#### Problem to solve
Set the following entries down again exactly, line by line.

#### Entries provided
□ □ □ □ □

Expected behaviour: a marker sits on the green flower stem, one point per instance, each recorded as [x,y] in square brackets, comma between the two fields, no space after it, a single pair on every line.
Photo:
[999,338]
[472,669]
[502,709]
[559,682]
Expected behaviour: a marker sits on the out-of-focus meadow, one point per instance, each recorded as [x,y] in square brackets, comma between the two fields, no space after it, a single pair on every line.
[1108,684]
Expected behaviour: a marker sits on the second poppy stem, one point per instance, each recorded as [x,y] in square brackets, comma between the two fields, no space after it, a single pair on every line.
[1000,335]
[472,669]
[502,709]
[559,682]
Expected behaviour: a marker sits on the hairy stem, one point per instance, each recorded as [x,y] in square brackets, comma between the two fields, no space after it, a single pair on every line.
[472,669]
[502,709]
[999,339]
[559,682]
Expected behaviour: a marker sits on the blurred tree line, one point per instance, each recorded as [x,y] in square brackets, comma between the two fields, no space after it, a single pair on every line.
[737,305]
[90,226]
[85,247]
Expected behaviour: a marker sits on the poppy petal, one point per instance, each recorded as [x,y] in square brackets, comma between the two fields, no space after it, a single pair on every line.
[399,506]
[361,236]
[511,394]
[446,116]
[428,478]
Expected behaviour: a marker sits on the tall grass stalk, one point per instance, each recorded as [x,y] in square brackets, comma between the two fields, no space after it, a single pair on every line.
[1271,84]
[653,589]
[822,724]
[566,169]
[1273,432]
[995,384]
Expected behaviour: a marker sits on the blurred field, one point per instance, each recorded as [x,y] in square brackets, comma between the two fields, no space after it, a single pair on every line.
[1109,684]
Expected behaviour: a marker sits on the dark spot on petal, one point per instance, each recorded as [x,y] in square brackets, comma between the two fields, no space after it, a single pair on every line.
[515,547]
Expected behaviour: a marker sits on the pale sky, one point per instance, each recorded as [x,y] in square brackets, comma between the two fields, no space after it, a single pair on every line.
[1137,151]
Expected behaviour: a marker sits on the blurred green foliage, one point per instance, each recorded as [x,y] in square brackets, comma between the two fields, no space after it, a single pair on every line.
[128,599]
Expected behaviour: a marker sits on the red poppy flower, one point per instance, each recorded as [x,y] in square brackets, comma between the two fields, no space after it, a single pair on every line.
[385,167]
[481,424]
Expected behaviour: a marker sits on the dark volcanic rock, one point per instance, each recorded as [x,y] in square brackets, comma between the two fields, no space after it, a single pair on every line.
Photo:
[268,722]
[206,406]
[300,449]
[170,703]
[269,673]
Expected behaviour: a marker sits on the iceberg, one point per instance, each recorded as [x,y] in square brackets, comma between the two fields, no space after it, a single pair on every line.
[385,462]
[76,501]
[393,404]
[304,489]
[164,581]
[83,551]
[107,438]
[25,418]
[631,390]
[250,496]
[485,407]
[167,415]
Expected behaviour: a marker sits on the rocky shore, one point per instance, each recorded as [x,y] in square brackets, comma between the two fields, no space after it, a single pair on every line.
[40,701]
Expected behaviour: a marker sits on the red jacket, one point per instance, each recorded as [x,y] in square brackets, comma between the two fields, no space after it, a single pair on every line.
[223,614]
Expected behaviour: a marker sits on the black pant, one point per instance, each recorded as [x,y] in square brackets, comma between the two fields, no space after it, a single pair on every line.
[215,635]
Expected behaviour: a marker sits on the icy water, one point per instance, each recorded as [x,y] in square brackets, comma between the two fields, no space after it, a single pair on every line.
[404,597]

□ □ □ □ □

#### Answer to the task
Expected behaviour: a marker sits on the green flower stem, one point per instance, each recorded as [x,y] in square brackets, comma between the two fields, no space after it, a single pair on every line.
Photo:
[999,338]
[472,669]
[502,709]
[559,682]
Expected behaviour: a marker sits on the out-of-focus meadow, one point per instance, each recorded as [x,y] in square brackets, comma between the two fields, no space after it, a single pair on every line.
[1108,684]
Expected behaviour: a marker sits on the second poppy stem, one point per instance, each recorded as [x,y] in square brackets, comma between the two fields, no space after it, a single pair on every line.
[1000,335]
[472,669]
[502,709]
[559,682]
Expected behaviour: a marker sits on the hairy stem, one point per instance, each recorded as [x,y] in square brackets, comma between the two fields, no space after it, a single pair on every line.
[472,669]
[502,709]
[999,339]
[559,682]
Expected behaviour: a marker sits on the blurred tree line, one point per instance, each recorded as [x,y] in square brackets, comma between the two fields, no space after it, a single pair on every line.
[737,305]
[90,226]
[85,247]
Expected behaviour: a marker sits on the poppy petal, one point per instance, each recorded as [x,y] in square brackets, comma between the two fields, no space after it, a single pair on every line.
[399,506]
[361,236]
[511,394]
[446,116]
[428,478]
Expected behaviour: a marker sits on the tall grass stalk, one point per instance, each recorded as [x,y] in square brackets, comma between the two fields, no space after it, a single pair on every line.
[1271,84]
[653,589]
[822,724]
[566,169]
[1273,432]
[995,384]
Expected behaviour: a marker sits on the blurred field, one point per instance, each recorded as [x,y] in square brackets, comma between the two fields, no space after it, a single pair on every line.
[1109,684]
Expected behaviour: a marker sits on the dark spot on petal, one point per instance, each recorded as [x,y] in square brackets, comma between the two fields, no space after it, a single pair on every line.
[515,547]
Expected behaviour: a marker sits on the pale sky, one point per instance, each recorded as [x,y] in square brackets, comma between the two fields, no space after it, a single pair on every line.
[1137,151]
Expected behaviour: a marker sits on the blurred green foliage, one point per instance, each recorded as [x,y] in square brackets, comma between the two fields, no space after it, a single pair on every line.
[128,599]
Expected behaviour: a marker sits on the red poppy flower, one point per instance, each recorded as [x,y] in square brackets, comma between the two fields, no space after it, a single pair on every line.
[385,167]
[481,424]
Expected behaviour: a marker sits on the dark volcanic rock, one point per instance, each recorded as [x,y] in square brackets, comma between the two fields, no space after it, a single pair on every line.
Photo:
[268,722]
[206,406]
[300,449]
[170,703]
[269,673]
Expected behaviour: a marker sits on the iceberg, one point per instance, each recorded as [x,y] in square brackets, comma between the two fields, no space after it, a single pair on every line.
[385,462]
[76,501]
[393,404]
[304,489]
[164,581]
[83,551]
[107,438]
[25,418]
[631,390]
[250,496]
[485,407]
[167,415]
Expected behaviour: a marker sits on the rocky shore, one point per instance, each recorded as [x,y] in square brackets, comma between the two fields, no space after it, a single pair on every line.
[40,701]
Expected behaviour: a marker sits on the red jacket, one point per instance, each recorded as [x,y] in square brackets, comma between the two fields, no space after it, a single pair on every line.
[223,614]
Expected behaviour: a marker sits on the black pant, one point per instance, each recorded as [x,y] in square brackets, comma between the two fields, no space after it, a single pair on every line.
[215,635]
Expected behaviour: a marker sits on the icy water, one point per instance, each recorded as [x,y] in square brackets, comma between the two fields, no space after it, a single pair on every line.
[404,597]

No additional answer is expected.